The answer must restate every entry exactly as it appears.
------------------------------------------------------------------------
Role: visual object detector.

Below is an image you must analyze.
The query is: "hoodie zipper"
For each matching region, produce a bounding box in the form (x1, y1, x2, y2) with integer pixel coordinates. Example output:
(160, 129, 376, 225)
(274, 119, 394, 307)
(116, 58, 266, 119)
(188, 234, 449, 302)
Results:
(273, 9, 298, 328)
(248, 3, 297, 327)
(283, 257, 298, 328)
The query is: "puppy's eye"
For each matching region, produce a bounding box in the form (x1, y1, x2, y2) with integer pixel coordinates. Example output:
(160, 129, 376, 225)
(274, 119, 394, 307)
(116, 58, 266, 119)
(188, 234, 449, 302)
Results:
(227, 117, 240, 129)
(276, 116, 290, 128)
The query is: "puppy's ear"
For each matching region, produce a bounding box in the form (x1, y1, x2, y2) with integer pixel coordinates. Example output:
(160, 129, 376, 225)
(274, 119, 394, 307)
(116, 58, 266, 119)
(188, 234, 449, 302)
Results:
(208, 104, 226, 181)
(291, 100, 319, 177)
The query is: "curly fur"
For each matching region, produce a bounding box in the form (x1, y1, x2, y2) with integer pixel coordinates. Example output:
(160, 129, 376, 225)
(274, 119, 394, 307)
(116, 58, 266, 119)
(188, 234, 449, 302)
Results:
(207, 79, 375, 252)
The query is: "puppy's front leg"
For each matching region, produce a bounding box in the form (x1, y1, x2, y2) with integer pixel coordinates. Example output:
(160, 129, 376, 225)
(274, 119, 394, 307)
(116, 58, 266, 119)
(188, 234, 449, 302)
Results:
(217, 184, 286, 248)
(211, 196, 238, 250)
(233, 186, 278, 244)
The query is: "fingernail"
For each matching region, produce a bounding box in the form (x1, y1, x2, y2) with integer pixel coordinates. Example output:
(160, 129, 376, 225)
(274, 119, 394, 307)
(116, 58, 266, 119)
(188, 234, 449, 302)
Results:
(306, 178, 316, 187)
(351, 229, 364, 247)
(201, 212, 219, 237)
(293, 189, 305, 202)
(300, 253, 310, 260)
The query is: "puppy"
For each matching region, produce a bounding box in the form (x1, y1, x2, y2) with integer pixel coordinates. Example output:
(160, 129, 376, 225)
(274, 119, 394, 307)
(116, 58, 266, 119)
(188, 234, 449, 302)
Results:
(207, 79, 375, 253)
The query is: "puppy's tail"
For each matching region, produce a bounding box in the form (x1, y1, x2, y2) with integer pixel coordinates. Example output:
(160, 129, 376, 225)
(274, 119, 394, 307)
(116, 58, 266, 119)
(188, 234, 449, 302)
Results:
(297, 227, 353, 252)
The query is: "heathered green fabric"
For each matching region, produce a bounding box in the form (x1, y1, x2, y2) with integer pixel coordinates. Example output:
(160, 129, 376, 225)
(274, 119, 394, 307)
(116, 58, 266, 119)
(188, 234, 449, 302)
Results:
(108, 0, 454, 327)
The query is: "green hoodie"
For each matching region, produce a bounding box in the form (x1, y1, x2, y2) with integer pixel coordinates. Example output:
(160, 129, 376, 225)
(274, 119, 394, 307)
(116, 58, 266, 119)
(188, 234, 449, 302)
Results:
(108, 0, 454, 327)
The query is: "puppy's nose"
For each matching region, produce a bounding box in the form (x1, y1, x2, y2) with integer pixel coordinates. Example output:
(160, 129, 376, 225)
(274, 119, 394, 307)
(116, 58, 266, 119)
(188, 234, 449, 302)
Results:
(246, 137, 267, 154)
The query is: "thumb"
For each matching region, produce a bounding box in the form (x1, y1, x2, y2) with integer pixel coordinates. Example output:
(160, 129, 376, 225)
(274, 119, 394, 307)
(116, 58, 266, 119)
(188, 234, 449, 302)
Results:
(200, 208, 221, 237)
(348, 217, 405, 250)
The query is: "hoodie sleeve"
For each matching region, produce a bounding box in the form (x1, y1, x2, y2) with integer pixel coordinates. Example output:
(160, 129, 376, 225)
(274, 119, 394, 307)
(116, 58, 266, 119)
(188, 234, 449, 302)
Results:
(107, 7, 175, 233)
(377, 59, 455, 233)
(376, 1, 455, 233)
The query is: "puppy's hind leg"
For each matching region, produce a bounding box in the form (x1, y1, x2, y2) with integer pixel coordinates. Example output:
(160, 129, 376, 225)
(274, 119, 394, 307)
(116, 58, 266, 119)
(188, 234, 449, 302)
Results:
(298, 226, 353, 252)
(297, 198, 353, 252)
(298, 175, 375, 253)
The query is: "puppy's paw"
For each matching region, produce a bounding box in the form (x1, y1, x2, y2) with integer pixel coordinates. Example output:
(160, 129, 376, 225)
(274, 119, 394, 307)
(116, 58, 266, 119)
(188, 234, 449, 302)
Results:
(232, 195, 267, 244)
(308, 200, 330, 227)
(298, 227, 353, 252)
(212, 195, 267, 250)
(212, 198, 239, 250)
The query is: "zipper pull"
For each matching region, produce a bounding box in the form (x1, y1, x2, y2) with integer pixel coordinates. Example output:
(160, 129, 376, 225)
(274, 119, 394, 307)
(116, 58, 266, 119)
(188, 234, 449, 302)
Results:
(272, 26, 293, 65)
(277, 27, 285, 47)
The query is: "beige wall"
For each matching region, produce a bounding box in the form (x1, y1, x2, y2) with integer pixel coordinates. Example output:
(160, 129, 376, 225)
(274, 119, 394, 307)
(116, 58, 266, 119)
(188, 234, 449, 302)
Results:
------------------------------------------------------------------------
§ **SOLUTION**
Role: visual object detector.

Below is an image you must analyze.
The query is: "hoodie zipper"
For each matching region, produce a bounding box in the form (x1, y1, x2, y2) with integer pixel coordinates. Example output:
(160, 129, 376, 225)
(274, 119, 394, 307)
(116, 58, 266, 119)
(188, 234, 449, 302)
Results:
(273, 9, 298, 328)
(248, 3, 297, 327)
(283, 257, 298, 328)
The query is: "puppy's eye"
For each matching region, produce a bounding box in the form (x1, y1, x2, y2) with integer pixel coordinates. Example output:
(160, 129, 376, 225)
(274, 119, 394, 307)
(116, 58, 266, 119)
(188, 234, 449, 302)
Results:
(227, 117, 240, 129)
(276, 116, 290, 128)
The query is: "puppy's ear"
For each matching region, produce a bounding box in the form (x1, y1, x2, y2) with integer pixel coordinates. Example output:
(160, 129, 376, 225)
(274, 119, 394, 307)
(116, 58, 266, 119)
(188, 234, 449, 302)
Results:
(208, 104, 226, 181)
(291, 100, 319, 177)
The query is: "curly fur"
For each matching region, produce a bounding box in the form (x1, y1, x2, y2) with integer pixel coordinates. Example output:
(160, 129, 376, 225)
(274, 119, 394, 307)
(116, 58, 266, 119)
(188, 234, 449, 302)
Results:
(207, 79, 375, 252)
The query is: "puppy's front leg"
For each matching region, produce a bounding box in the form (x1, y1, x2, y2) with integer pixel coordinates. Example output:
(160, 129, 376, 225)
(274, 119, 394, 307)
(116, 58, 266, 119)
(188, 234, 449, 302)
Results:
(217, 184, 286, 248)
(211, 196, 238, 250)
(233, 186, 278, 244)
The query is: "fingernail"
For each matching region, produce a bounding box in the form (x1, y1, x2, y2) with integer pixel coordinates. Example output:
(160, 129, 376, 225)
(274, 119, 394, 307)
(116, 58, 266, 119)
(188, 234, 449, 302)
Results:
(306, 178, 316, 187)
(351, 229, 364, 247)
(201, 212, 219, 237)
(293, 189, 305, 202)
(300, 253, 310, 260)
The query is: "puppy"
For each matching region, produce a bounding box in the form (x1, y1, x2, y2) with integer pixel coordinates. Example output:
(160, 129, 376, 225)
(274, 119, 394, 307)
(116, 58, 266, 119)
(188, 234, 449, 302)
Results:
(207, 79, 375, 253)
The query is: "puppy's tail"
For each matching region, produce a bounding box in the form (x1, y1, x2, y2) with integer pixel coordinates. Example output:
(160, 129, 376, 225)
(274, 119, 394, 307)
(116, 58, 266, 119)
(188, 234, 449, 302)
Results:
(297, 227, 353, 252)
The query is: "heathered green fabric"
For each matching region, produce a bounding box in the form (x1, y1, x2, y2) with integer pixel coordinates. Example output:
(160, 129, 376, 225)
(274, 119, 394, 307)
(116, 58, 266, 119)
(188, 234, 449, 302)
Results:
(108, 0, 454, 327)
The query is: "green hoodie"
For each matching region, produce a bounding box in the form (x1, y1, x2, y2) with integer pixel coordinates. Example output:
(160, 129, 376, 225)
(274, 119, 394, 307)
(116, 58, 266, 119)
(188, 234, 449, 302)
Results:
(108, 0, 454, 327)
The query is: "puppy's nose"
For each matching region, produce a bounding box in the form (x1, y1, x2, y2) with integer pixel coordinates. Example output:
(160, 129, 376, 225)
(274, 119, 394, 307)
(116, 58, 266, 119)
(188, 234, 449, 302)
Results:
(246, 137, 267, 154)
The query is: "thumb"
For each matching region, produce a bounding box in the form (x1, y1, x2, y2) with integer pixel coordinates. Example output:
(160, 129, 376, 225)
(274, 119, 394, 307)
(116, 58, 266, 119)
(188, 234, 449, 302)
Results:
(200, 208, 221, 237)
(348, 217, 405, 250)
The query is: "hoodie sleeve"
For each matching region, produce a bounding box in the form (x1, y1, x2, y2) with integer pixel coordinates. Example output:
(160, 129, 376, 225)
(274, 119, 394, 307)
(116, 58, 266, 119)
(188, 234, 449, 302)
Results:
(107, 7, 175, 233)
(377, 59, 455, 233)
(376, 1, 455, 233)
The query is: "puppy's hind leg"
For each matching region, produce a bounding box in the form (x1, y1, x2, y2) with integer pixel coordinates. Example output:
(160, 129, 376, 225)
(274, 119, 394, 307)
(116, 58, 266, 119)
(188, 234, 449, 302)
Results:
(298, 226, 353, 252)
(297, 198, 353, 252)
(298, 175, 375, 253)
The query is: "puppy's paw"
For each matching region, produce a bounding box in the form (x1, y1, x2, y2) with integer pixel coordinates. Example output:
(160, 129, 376, 225)
(274, 119, 394, 307)
(116, 58, 266, 119)
(188, 234, 449, 302)
Results:
(232, 195, 267, 244)
(308, 200, 330, 227)
(298, 227, 353, 252)
(212, 195, 267, 250)
(212, 198, 239, 250)
The query is: "zipper pull"
For each matching region, produce a bounding box in the form (x1, y1, x2, y2) with integer pixel coordinates. Example output:
(160, 129, 376, 225)
(274, 119, 394, 307)
(116, 58, 266, 119)
(188, 234, 449, 302)
Results:
(272, 26, 293, 65)
(277, 27, 285, 47)
The query is: "beige wall"
For each matching region, produce a bounding box in the form (x1, y1, x2, y2) with integer pixel coordinates. Example output:
(160, 129, 376, 225)
(274, 119, 394, 307)
(116, 58, 266, 119)
(188, 234, 449, 302)
Results:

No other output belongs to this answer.